⟨
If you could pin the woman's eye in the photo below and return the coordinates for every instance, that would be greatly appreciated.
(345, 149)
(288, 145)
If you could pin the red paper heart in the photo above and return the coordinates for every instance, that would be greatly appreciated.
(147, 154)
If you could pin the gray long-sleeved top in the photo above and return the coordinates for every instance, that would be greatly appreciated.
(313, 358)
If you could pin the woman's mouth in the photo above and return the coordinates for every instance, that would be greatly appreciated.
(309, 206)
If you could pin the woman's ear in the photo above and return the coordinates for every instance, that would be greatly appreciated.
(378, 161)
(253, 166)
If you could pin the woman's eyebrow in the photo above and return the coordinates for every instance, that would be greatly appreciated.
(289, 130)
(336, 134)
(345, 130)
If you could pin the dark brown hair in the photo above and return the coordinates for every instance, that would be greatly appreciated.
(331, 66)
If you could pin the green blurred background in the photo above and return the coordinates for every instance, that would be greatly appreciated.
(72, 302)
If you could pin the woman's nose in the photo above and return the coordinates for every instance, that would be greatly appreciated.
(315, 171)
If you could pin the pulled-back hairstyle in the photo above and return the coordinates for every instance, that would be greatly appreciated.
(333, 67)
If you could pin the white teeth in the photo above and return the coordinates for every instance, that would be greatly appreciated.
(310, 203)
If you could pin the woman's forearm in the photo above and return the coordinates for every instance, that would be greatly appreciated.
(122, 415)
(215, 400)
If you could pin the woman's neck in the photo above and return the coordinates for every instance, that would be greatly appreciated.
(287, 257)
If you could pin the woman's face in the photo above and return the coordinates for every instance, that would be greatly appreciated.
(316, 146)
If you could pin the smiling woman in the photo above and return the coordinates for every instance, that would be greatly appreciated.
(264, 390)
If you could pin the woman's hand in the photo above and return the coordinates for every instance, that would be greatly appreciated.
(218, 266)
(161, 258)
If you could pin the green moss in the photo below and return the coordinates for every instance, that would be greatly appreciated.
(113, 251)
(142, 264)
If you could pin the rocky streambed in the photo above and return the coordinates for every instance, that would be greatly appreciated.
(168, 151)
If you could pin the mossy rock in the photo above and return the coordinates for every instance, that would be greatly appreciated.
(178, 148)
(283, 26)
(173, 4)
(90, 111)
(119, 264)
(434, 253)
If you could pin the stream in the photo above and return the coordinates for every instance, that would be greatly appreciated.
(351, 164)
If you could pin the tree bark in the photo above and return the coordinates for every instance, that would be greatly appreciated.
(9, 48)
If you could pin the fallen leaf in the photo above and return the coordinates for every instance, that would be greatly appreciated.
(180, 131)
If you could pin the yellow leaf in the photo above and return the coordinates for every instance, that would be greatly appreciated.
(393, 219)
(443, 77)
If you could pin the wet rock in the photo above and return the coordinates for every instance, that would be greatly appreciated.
⟩
Goal of the exercise: Transcribe the data. Leave every line exactly as it is.

Complete response:
If you could pin the woman's eye in the photo below and return the coordinates for every instance, that would be greatly appreciated.
(345, 149)
(288, 145)
If you could pin the red paper heart in the photo above and return the coordinates for every instance, that would be greatly appreciated.
(147, 154)
If you could pin the gray long-sleeved top in the photo above and return the coordinates for every instance, that would be greatly appreciated.
(313, 358)
If you could pin the woman's mouth in the photo above and return the coordinates for every instance, that would be greatly appreciated.
(309, 206)
If you could pin the woman's ear in the photo above and return the coordinates for every instance, that would be greatly appreciated.
(378, 161)
(253, 166)
If you could pin the woman's eyebrow in the photo above and return the coordinates for every instance, that would be greatly appreciated.
(289, 130)
(336, 134)
(345, 130)
If you could pin the dark brown hair in the photo above and return the coordinates for every instance, that would be greatly appreciated.
(331, 66)
If you could pin the green blurred background in the photo above and return the coordinates for every instance, that would be greatly appreciated.
(72, 302)
If you could pin the woman's nose in the photo above and return the coordinates for every instance, that would be greatly appreciated.
(315, 171)
If you could pin the pulled-back hairstyle in the photo above and return the coordinates for every instance, that would be greatly appreciated.
(333, 67)
If you could pin the white teeth in the photo above and return the coordinates for every instance, that would be greatly appreciated.
(310, 203)
If you could pin the woman's forearm in the photo above and return the coordinates for every instance, that would be greatly appreciated.
(122, 415)
(215, 400)
If you could pin the woman's neck in the photo above and return the coordinates for every instance, that would be greatly appreciated.
(287, 257)
If you could pin the woman's face in the photo above and return the coordinates for every instance, that would be greatly appreciated.
(316, 146)
If you could pin the smiling woman in the photo above and return the coordinates for every instance, that would be greatly appreciated.
(264, 390)
If you could pin the woman's hand in the photo above and return the coordinates for every instance, that would be greatly appreciated.
(218, 266)
(161, 258)
If you could pin the green moss in the photo below and return the coordinates for every instance, that would be greatly appreciated.
(113, 251)
(142, 264)
If you could pin the rocky streambed in the photo above and return the coordinates for every instance, that would be greatly appreciated.
(168, 151)
If you could pin the mossy rock in the photo above and return the coordinates for every instance, that would be greatly appreciated.
(178, 148)
(283, 26)
(173, 4)
(90, 111)
(119, 264)
(434, 253)
If you could pin the stream in the photo above and return the coordinates for every instance, that would be greatly appreciated.
(351, 164)
If you could pin the tree bark in the photo above and return the coordinates for every instance, that would be greatly appreciated.
(9, 48)
If you could pin the fallen leaf in the photo above and return the coordinates for every instance, that would be greatly appreciated.
(180, 131)
If you could pin the yellow leaf in the photo above and return the coordinates for every instance, that would be greatly appreciated.
(393, 219)
(443, 77)
If you could pin the wet rock in the photo above and return the coordinates for every instance, that would be greatly appreciated.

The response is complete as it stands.